(Records from a collection)
* * *

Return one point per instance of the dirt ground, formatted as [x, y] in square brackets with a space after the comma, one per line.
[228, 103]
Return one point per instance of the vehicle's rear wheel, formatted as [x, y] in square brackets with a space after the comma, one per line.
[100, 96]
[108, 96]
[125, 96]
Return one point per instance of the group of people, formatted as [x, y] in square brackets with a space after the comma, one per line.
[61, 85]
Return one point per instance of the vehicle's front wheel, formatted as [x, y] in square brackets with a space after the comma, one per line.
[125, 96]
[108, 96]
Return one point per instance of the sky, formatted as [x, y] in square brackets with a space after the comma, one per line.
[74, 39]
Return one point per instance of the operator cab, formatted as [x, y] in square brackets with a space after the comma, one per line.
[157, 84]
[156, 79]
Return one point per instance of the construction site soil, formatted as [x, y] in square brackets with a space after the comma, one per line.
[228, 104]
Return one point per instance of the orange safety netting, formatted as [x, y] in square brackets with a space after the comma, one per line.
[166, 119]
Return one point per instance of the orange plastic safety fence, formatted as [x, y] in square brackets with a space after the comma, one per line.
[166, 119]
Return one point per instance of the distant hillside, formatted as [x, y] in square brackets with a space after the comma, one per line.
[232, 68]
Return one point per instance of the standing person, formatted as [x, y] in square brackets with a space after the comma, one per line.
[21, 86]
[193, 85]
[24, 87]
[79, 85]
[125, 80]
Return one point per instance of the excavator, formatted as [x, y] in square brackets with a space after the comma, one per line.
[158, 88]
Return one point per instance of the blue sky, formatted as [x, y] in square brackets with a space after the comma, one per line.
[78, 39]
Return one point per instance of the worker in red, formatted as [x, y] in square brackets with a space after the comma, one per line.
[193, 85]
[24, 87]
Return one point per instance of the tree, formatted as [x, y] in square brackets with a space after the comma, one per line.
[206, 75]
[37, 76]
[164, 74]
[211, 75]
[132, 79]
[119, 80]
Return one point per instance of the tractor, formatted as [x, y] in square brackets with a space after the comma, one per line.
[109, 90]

* * *

- **Task directions**
Would you transcribe all of the data, keeping each line exact?

- **Answer for the task**
Return one point per instance of the dirt ground, formatted as [x, y] in square brackets with a space after the comma, one per line.
[228, 103]
Return one point per instance of the vehicle's rear wheel, formatted as [x, y] in square brackets with a space after the comma, one per line.
[100, 96]
[108, 96]
[125, 96]
Return one point per instance of the group of people, formatted as [x, y] in square brackets with a space after the comma, one per line.
[61, 85]
Return one point per instance of the vehicle's front wheel, formatted as [x, y] in square brackets with a space after the comma, one per line.
[125, 96]
[108, 96]
Return one point per instance of the sky, formatted as [x, y] in square brackets with a space after the comma, one per line.
[74, 39]
Return one point per instance of the operator cab, formatted as [x, y] in square brackets with a space after the comma, one per line.
[157, 84]
[156, 79]
Return one point per instance of the construction site soil, formatted as [x, y] in square brackets with a space after the comma, one per line.
[228, 104]
Return one point per instance of the orange safety netting, formatted as [x, y] in square brackets with a space after the comma, one per line.
[166, 119]
Return one point per instance of the orange plastic safety fence, formatted as [x, y] in square brackets with a space after the comma, one per line.
[166, 119]
Return one point per instance of the distant hillside, formatted as [x, y] in square brackets with a space after the comma, one per line.
[232, 68]
Return one point per instance of the standing person, formatted as [x, y] in square brackets with a space after the comma, one per line.
[21, 86]
[193, 85]
[24, 87]
[79, 85]
[125, 80]
Return one point per instance of the excavator, formatted as [x, y] in square brackets with a space after the comma, one per line.
[158, 88]
Return one point per instance of the blue sky, formatted as [x, y] in square brackets with a space after the comma, one per line.
[78, 39]
Return one point per instance of the worker in red, formatted as [x, y] in square brackets with a space after the comma, one per line.
[193, 85]
[24, 87]
Return one point per instance of the tree, formatted as [x, y] in square brackets with a space after the comma, one per line.
[206, 75]
[37, 76]
[164, 74]
[211, 75]
[132, 79]
[119, 80]
Return one point per instance of the tractor, formatted as [x, y] in square brackets with a space after the comma, one per line.
[109, 90]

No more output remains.